HW: HW - Leave No Star Unturned / drummer question

Elipxr5 elipxr5 at AOL.COM
Sun Jun 5 14:47:10 EDT 2011


Hi Ian...I know you've addressed the chronology but I'm still a mite confused. It seems like you're inferring Simon King is the drummer for this gig. Am I correct in that deduction? Thanks for the clarification. Thick as a brick in the USA, Eli Friedman





-----Original Message-----
From: Ian Abrahams <ianabrahams1 at YAHOO.CO.UK>
To: BOC-L <BOC-L at LISTSERV.ISPNETINC.NET>
Sent: Sat, Jun 4, 2011 11:27 pm
Subject: HW: HW - Leave No Star Unturned


I've been asked to pass on this detail from Easy Action Records who have a 1972 
live Hawkwind release coming in August:
This one is due out in August with the initial pressing coming in a limited 
edition deluxe packaging before reverting to standard CD format for future 
pressings. There’s also a vinyl edition planned for this, details on the label’s 
website (www.easyaction.co.uk). Here’s the press release information:
Artist: Hawkwind
CD/Vinyl Release: Leave No Star Unturned
Release Date: 28th August 2011 
Label & Cat: Easy Action Recordings, EARS041 (CD) – DPROMLP88 (LP)
On 27th January 1972, Hawkwind, their comrades in Notting Hill / Ladbroke Grove 
psychedelic proto-punk agitprop The Pink Fairies, and what would be labelled as 
The Last Minute Put-Together Boogie Band featuring the elusive Syd Barrett were 
brought together at The Cambridge Corn Exchange under the title The Six Hour 
Technicolor Dream by local music promoter and ‘Head Shop’ proprietor Steve 
Brink. If we’d had the technology of today way back then, then for such a 
line-up we’d most certainly have on our shelves the DVD with its 5.1 stereo 
soundtrack, the CD box set, and the Blu-ray package. Instead, what we have is 
something previously shrouded in mystery and rumour; quarter-inch ReVox open 
reel sourced recordings that have been whispered of in the circles of those who 
know. One of only two known copies of this show surfaced in the mid-80s, 
promptly to vanish into the vaults unheard and unreleased. Thankfully, the other 
finally emerged from a
 forgotten loft space in 2005 and made its way into the hands of Easy Action 
Records via a circuitous route which included an appearance at the famous 
Bonham’s auction house in London’s affluent Knightsbridge - what a contrast to 
the anarchic ‘peace and love’ characters decrying the evil tentacles of ‘The 
Man’ who play on these recordings.

--------------------------------------------------

_Stated problem A_: Copy the Hawkwind release post from "I've been asked" to "(CD) – DPROMLP88 (LP)", changing "press release" to "publicity".
_Stated problem B_: Continue the Hawkwind release post from the point where it stops.

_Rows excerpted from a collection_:
--------------------------------------------------

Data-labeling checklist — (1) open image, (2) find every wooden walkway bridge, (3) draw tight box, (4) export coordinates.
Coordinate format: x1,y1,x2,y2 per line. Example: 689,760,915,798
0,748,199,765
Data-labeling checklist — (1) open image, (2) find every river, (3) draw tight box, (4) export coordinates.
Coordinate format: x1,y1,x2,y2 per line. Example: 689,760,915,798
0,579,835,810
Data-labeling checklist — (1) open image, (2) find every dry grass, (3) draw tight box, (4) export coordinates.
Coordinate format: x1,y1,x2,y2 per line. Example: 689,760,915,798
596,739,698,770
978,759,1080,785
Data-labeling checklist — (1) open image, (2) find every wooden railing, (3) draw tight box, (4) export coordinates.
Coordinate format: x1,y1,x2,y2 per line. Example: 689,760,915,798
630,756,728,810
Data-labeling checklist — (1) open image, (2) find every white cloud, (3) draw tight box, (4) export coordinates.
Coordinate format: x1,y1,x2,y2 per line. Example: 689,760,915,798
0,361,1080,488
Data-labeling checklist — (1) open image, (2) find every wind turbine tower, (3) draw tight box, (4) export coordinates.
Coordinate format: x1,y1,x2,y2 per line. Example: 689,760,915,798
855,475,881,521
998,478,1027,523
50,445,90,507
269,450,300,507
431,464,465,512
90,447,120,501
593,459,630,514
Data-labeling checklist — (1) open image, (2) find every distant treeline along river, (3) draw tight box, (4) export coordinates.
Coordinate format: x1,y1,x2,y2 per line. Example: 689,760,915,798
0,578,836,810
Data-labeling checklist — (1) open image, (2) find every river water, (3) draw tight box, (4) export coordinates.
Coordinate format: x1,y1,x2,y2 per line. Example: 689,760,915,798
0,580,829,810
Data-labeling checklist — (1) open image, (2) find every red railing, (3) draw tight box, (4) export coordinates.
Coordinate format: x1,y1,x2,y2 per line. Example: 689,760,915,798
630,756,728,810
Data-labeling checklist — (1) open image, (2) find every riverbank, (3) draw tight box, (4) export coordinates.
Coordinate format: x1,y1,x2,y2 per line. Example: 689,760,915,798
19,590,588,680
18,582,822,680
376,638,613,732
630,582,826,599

--------------------------------------------------

_Exercise output A_:
I've been asked to pass on this detail from Easy Action Records who have a 1972 
live Hawkwind release coming in August:
This one is due out in August with the initial pressing coming in a limited 
edition deluxe packaging before reverting to standard CD format for future 
pressings. There’s also a vinyl edition planned for this, details on the label’s 
website (www.easyaction.co.uk). Here’s the publicity information:
Artist: Hawkwind
CD/Vinyl Release: Leave No Star Unturned
Release Date: 28th August 2011 
Label & Cat: Easy Action Recordings, EARS041 (CD) – DPROMLP88 (LP)

_Exercise output B_:
The three bands lining-up that night represent a legacy of huge importance to 
students, followers and historians of the underground counterculture of the late 
‘60s and early ‘70s. Leave No Star Unturned delivers the Hawkwind portion of 
that gathering and in doing so illuminates the band at the start of what can be 
seen in hindsight as its mainstream breakthrough year – if ‘mainstream’ could 
ever be a label applied at any time across the band’s forty-year-plus history of 
being the perennial outsiders surviving, if not on the edge of time, then 
certainly on the outside of the music industry. But it’s 1972 – the year that 
‘Silver Machine’ took them to the top reaches of the Singles Chart and on to Top 
Of The Pops, the year that Radio One embraced them for In Concert and the year 
that they embarked on their ambitious science fiction theatre Space Ritual tour 
– the show that yielded the fabulously dense and atmospheric wall-of-sound that
 is the Space Ritual Alive In Liverpool And London double album.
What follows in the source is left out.